_TASK DIRECTIONS_
Reproduce the section of the Syria commentary beginning at "The latter argue" up to and including "in Saddam’s Iraq.".

_PASSAGE GIVEN_
——————

But as much as those who fail to learn from history are destined to repeat it, history is never a precise mirror on the present. Time, social evolution and technology wear away at the perfect echo from then to now. 2013 is not 1943. Great nation states have not fought a war against each other for almost 70 years, the longest “peaceful” interlude in recorded history, and are unlikely to engage in one for the forseeable future, given the tight interdependency of the world economy. The respective populations of the United States, Russia, China, etc. are simply too well-informed about each other to accept the easy, jingoistic demonization of “the enemy” corrupt governments served up in the past, much less the likelihood of total annihilation.

Those are key facets of the liberalizing effect of technology.

Closer to the moment, Barack Obama bears no imaginable kinship to Dick Cheney, Paul Wolfowitz and Donald Rumsfeld, the architects of the Iraq fraud and disaster. There is no case to be made that Obama is eager for military conflict. On the other hand he is not naive about the presence of abominable cruelty in human nature.

The split among liberals over Syria seems to break along the lines of those whose cynicism toward American motives is complete, and those who believe every new situation, with new characters in leadership in a different era is unique and must be dealt with in a way unburdened by the frauds, failures and genocidal slaughters of those who made military decisions in the decades before them. An irony is that a group for whom “nuance” is regularly embraced as a virtue is engaged in an internal debate over whether there are shadings and distinctions in a chemical weapon attack by a desperate dictator that make Syria distinct from … Iraq, Vietnam and so on.

The former say, “No. Our motives in this situation are no more pure or moral than Cheney-Bush’s in Iraq. No American president or administration can ever be trusted again. War of any kind at any time is wrong. So, no. Never.”

The latter argue that intervening against indiscriminate slaughters like Rwanda and Kosovo and like what Assad is perpetrating on his civilian population are actually far closer to having moral standing in the liberal concept of such a thing, than reacting with the full, profit-pumping apparatus of the military-industrial complex to the “Red Menace” in Vietnam or the oil-tainted imperative in Saddam’s Iraq.

——————

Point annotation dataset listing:
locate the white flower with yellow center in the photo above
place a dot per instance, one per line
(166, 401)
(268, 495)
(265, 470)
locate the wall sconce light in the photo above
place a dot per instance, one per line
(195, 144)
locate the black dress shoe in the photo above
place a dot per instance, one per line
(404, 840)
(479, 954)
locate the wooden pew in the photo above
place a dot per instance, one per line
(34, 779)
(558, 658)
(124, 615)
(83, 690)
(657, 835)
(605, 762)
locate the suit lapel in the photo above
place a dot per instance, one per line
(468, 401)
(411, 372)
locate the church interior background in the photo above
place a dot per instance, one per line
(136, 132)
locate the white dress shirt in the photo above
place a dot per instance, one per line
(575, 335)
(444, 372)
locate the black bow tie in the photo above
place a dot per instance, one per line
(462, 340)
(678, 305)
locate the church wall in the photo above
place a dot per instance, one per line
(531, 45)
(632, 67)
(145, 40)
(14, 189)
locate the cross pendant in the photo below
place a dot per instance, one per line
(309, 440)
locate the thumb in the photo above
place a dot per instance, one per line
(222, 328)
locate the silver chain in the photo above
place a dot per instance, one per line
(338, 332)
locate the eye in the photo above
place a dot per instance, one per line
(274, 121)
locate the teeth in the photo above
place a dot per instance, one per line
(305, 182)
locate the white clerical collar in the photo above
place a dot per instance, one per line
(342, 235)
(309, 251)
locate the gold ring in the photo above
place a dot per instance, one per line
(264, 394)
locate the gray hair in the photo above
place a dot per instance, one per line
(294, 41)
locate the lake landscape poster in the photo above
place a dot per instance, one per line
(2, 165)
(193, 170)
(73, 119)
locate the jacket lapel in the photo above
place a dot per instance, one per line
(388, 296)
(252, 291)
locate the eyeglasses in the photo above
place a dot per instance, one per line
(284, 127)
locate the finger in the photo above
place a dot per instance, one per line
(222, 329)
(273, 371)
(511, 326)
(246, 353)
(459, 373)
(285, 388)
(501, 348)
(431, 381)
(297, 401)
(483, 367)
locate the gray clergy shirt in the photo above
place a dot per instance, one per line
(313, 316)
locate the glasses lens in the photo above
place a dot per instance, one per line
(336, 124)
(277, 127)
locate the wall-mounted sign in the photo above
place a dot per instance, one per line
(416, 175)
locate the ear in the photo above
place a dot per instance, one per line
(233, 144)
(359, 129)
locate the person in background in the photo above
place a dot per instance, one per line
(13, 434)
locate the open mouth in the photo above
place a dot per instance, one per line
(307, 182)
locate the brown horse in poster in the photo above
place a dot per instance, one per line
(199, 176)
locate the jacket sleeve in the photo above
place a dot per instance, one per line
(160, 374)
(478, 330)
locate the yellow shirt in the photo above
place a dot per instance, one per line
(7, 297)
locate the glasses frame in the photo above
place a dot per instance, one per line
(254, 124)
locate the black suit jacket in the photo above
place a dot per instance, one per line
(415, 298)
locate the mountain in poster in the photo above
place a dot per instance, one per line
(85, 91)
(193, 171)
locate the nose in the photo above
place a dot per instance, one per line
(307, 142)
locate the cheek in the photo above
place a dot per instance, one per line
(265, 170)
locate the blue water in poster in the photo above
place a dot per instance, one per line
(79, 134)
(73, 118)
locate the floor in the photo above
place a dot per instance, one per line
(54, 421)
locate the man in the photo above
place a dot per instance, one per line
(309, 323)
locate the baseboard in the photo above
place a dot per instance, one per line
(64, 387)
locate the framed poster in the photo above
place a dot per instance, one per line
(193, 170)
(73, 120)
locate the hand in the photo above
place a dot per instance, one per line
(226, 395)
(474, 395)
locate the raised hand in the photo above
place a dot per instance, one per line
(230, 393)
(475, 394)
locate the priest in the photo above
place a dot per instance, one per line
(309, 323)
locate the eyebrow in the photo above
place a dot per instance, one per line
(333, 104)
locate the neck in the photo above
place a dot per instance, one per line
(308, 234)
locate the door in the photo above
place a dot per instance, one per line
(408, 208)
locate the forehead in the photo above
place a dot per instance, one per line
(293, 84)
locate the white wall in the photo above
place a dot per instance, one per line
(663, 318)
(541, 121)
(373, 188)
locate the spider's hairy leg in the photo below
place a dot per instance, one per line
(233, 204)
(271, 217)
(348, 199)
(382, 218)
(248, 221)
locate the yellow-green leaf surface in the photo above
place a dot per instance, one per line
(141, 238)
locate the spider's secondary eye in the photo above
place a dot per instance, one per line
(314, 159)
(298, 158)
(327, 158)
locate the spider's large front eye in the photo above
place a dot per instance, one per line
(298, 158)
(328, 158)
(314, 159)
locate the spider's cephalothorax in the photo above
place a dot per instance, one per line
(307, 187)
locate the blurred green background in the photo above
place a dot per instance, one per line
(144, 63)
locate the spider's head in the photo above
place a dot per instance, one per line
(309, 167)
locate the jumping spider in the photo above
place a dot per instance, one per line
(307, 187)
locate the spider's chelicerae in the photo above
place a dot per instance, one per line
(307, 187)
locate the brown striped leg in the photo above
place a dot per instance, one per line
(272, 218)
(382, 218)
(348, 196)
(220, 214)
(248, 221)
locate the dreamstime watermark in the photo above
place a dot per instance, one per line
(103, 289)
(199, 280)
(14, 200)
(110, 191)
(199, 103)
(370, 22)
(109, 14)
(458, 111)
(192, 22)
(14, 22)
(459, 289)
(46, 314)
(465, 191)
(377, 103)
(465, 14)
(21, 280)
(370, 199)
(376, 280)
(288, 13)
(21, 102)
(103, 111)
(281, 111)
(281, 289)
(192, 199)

——————

_REPLY_
The latter argue that intervening against indiscriminate slaughters like Rwanda and Kosovo and like what Assad is perpetrating on his civilian population are actually far closer to having moral standing in the liberal concept of such a thing, than reacting with the full, profit-pumping apparatus of the military-industrial complex to the “Red Menace” in Vietnam or the oil-tainted imperative in Saddam’s Iraq.